- _STATED TASK 1_:
Translate this sentence from the column into Spanish: "Telling jokes was a great working-class tradition, like whistling and getting the coal in."
- _STATED TASK 2_:
Rename "ditch" as "hedge" and give the column again from "ARE drivers in" down to "Monday. Very odd.".

- _PASSAGE PROVIDED_:
ARE drivers in some parts of the country better than others? I can drive in the West Midlands and not witness a road accident for years on end. But almost every time I venture into Northamptonshire there's a car or two in the ditch or on its roof, festooned with "Police Aware" tape. Another two seen near Corby on Monday. Very odd.

IN his tribute at Gordon Banks's funeral this week, Sir Geoff Hurst recalled how the legendary England goalie always had a new joke to tell. Those were the days. Telling jokes was a great working-class tradition, like whistling and getting the coal in. And then, somehow, it faded away. Stand-up comedy, once dominated by the Tarbucks, Monkhouses and Mannings, was taken over by posh kids who learned their trade not at the Wheeltappers and Shunters social club but at the Edinburgh Festival Fringe. Working blokes, cut off from their comedy heroes and deprived of material, simply stopped telling gags. And whistling. And getting the coal in.

(Excerpts from a point labeling dataset)
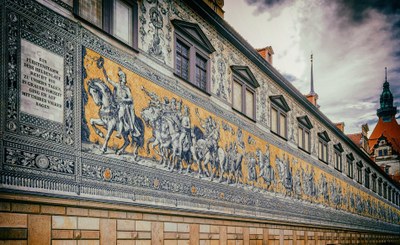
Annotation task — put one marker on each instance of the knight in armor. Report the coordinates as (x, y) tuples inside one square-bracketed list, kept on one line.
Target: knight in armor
[(126, 111), (185, 128)]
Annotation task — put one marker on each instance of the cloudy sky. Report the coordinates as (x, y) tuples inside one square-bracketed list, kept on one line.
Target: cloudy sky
[(352, 42)]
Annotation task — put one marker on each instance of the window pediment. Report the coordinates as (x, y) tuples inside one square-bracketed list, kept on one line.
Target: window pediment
[(193, 32), (280, 101), (305, 121), (350, 156), (338, 147), (324, 135), (245, 74)]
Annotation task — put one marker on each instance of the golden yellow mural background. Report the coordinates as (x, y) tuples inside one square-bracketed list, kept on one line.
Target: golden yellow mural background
[(136, 82)]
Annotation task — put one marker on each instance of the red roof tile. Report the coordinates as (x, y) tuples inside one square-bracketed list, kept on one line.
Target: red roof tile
[(391, 130), (356, 138)]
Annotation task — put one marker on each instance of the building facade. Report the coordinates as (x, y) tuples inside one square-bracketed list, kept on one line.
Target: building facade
[(384, 141), (154, 122)]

- _EXERCISE ANSWER 1_:
Contar chistes era una gran tradición de la clase obrera, como silbar y traer el carbón.

- _EXERCISE ANSWER 2_:
ARE drivers in some parts of the country better than others? I can drive in the West Midlands and not witness a road accident for years on end. But almost every time I venture into Northamptonshire there's a car or two in the hedge or on its roof, festooned with "Police Aware" tape. Another two seen near Corby on Monday. Very odd.